**Supplied passage**
The farm doesn’t have restrooms, but no prob. The students figured out how to make compostable toilets.
Rattigan also bought a Mongolian ger in case it rains. Or if students want a cool, indoor space to work.
None of this fits into anybody’s box.
Colossal Academy is big on hands-on learning, project-based learning, student-led learning. It’s a little bit crunchy and, at the same time, serious about tech and entrepreneurship. Students take math and language arts classes through Florida Virtual School. They’re also part of Surf Skate Science, a home-school co-op that is a delight in its own right. As other micro-schools and co-ops emerge from Florida’s choice-rich soil, Rattigan said, more partnerships like this are inevitable.
The best thing about Colossal, though, is students, parents and Rattigan have the power to change it up whenever and however they want.
Interview a geneticist? Why not?
Grow and sell strawberries? Project underway.
Learn to take photos with drones? Rattigan landed a grant to do just that.
“I can just really customize and personalize,” she said. “I can meet the child where they’re at, and where the communities are at.”
Tara Johnson said Colossal Academy turned out to be perfect for her sons, Brody, 12, and Casey, 9. Brody experienced some bullying in prior schools, which led to him building a bit of a wall around himself, emotionally and academically. Johnson knew Rattigan from one of Brody’s prior schools, so when she heard Rattigan was starting her own, she signed her boys up. Colossal turned out to be a “10 out of 10,” she said.

**Exercise requirements**
(1) Transcribe the Colossal Academy passage from "Interview a geneticist?" up to and including "do just that.".
(2) Name every person mentioned in the Colossal Academy passage.
The data after this point is separate from the Colossal Academy passage.

**Supplied records**
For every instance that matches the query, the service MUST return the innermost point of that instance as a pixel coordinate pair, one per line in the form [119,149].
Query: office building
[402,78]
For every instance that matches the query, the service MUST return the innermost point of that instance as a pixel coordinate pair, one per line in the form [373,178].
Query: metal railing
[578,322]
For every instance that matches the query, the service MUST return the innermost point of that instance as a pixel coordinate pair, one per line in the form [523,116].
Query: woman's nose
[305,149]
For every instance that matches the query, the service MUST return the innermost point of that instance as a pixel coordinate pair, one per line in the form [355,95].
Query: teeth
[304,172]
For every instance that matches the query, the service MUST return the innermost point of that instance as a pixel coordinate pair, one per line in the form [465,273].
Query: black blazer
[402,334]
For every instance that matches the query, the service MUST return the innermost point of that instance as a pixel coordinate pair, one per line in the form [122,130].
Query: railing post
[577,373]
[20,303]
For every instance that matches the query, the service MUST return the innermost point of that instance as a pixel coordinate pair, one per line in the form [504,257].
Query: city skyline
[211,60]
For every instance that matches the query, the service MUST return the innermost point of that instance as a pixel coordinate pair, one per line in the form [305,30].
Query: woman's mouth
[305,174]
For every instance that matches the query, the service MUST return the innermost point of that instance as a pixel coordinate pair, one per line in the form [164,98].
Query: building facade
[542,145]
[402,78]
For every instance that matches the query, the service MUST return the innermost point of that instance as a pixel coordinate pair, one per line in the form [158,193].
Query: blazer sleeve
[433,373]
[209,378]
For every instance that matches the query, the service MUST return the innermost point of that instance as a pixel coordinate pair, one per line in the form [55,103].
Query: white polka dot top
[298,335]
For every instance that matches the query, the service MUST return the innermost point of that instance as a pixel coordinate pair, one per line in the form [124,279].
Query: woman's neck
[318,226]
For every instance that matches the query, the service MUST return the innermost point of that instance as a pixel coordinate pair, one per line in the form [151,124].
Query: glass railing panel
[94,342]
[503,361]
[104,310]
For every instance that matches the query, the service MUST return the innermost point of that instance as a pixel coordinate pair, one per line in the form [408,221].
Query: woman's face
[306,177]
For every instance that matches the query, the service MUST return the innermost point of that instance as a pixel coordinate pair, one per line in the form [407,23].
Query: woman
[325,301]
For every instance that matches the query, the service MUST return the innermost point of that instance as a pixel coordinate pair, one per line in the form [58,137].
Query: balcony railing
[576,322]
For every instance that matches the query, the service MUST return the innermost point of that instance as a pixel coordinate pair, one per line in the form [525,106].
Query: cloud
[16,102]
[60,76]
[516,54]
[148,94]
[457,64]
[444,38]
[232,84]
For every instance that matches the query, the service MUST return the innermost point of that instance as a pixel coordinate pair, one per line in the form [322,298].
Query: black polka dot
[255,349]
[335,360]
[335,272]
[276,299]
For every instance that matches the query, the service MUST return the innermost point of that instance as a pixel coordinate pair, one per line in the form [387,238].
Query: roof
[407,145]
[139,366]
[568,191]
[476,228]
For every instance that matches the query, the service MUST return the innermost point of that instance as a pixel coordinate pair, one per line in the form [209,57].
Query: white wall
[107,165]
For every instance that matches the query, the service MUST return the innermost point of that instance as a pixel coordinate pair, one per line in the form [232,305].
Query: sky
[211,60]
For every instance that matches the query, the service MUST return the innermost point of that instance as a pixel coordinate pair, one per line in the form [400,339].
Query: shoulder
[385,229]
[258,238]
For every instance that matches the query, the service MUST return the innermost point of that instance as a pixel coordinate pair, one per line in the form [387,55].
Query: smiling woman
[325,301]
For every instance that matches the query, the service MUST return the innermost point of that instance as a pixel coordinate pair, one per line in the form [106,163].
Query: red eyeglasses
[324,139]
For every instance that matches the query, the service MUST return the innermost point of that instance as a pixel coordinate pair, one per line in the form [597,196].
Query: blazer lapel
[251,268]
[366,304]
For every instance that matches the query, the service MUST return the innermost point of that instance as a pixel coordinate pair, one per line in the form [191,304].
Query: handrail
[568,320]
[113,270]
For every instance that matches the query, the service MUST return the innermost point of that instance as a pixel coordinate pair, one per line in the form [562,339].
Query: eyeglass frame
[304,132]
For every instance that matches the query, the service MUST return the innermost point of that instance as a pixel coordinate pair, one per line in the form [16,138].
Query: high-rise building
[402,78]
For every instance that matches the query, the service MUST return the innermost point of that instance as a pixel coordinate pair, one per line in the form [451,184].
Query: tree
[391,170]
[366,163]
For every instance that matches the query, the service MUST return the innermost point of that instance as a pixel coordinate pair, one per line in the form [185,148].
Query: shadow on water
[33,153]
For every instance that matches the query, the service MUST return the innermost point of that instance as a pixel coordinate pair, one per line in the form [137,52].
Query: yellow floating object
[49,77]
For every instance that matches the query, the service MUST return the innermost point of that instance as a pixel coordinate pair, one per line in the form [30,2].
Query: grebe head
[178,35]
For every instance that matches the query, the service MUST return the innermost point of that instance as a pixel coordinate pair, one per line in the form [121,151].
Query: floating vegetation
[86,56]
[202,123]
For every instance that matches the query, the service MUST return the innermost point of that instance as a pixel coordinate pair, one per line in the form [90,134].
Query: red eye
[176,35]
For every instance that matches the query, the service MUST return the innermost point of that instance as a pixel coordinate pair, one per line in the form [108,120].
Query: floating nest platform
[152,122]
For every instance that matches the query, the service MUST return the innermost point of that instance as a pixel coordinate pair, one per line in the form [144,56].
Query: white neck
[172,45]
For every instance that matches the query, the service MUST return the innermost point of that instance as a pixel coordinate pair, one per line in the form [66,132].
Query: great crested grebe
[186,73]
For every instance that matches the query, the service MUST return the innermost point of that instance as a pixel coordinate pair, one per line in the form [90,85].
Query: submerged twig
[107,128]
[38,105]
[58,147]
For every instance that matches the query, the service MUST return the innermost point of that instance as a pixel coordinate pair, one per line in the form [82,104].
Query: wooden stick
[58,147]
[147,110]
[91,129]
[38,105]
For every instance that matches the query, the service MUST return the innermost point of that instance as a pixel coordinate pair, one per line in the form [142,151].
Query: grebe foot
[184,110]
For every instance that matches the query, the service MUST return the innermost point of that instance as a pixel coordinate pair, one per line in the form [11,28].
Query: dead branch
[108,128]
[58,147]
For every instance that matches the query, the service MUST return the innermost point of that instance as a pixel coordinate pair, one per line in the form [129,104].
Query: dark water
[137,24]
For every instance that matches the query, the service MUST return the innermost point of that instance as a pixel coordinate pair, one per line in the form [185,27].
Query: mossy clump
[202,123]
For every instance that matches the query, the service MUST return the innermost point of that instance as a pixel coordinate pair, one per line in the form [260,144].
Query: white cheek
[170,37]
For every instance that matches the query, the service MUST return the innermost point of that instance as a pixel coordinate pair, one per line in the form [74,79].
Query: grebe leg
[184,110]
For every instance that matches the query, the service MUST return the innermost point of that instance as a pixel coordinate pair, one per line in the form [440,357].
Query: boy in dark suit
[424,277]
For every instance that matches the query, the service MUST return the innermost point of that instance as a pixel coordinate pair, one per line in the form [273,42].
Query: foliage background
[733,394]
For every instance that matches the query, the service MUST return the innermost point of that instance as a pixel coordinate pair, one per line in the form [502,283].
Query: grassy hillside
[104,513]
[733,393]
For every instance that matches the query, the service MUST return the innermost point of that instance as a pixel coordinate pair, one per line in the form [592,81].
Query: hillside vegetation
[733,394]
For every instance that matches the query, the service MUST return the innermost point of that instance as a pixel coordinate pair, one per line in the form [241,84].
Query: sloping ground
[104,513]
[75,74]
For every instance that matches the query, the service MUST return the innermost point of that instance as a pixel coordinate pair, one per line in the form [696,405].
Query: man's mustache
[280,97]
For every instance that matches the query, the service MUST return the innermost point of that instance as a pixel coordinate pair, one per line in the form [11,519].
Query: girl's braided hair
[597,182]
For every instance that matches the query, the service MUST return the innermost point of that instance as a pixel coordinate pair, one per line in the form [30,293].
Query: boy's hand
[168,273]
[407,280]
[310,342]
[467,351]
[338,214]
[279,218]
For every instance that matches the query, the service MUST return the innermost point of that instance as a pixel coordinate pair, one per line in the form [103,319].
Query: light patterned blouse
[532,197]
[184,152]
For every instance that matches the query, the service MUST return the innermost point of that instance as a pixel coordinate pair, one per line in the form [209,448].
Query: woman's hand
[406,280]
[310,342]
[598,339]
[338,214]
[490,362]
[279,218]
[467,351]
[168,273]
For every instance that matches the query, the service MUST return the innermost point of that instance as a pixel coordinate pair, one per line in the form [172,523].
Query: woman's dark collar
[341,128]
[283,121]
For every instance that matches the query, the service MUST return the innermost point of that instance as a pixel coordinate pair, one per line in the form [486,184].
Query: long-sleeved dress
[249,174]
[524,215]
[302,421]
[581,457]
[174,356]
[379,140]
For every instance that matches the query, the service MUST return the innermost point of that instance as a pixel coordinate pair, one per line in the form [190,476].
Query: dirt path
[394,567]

**Answers**
(1)
Interview a geneticist? Why not?
Grow and sell strawberries? Project underway.
Learn to take photos with drones? Rattigan landed a grant to do just that.

(2) Rattigan, Tara Johnson, Brody, Casey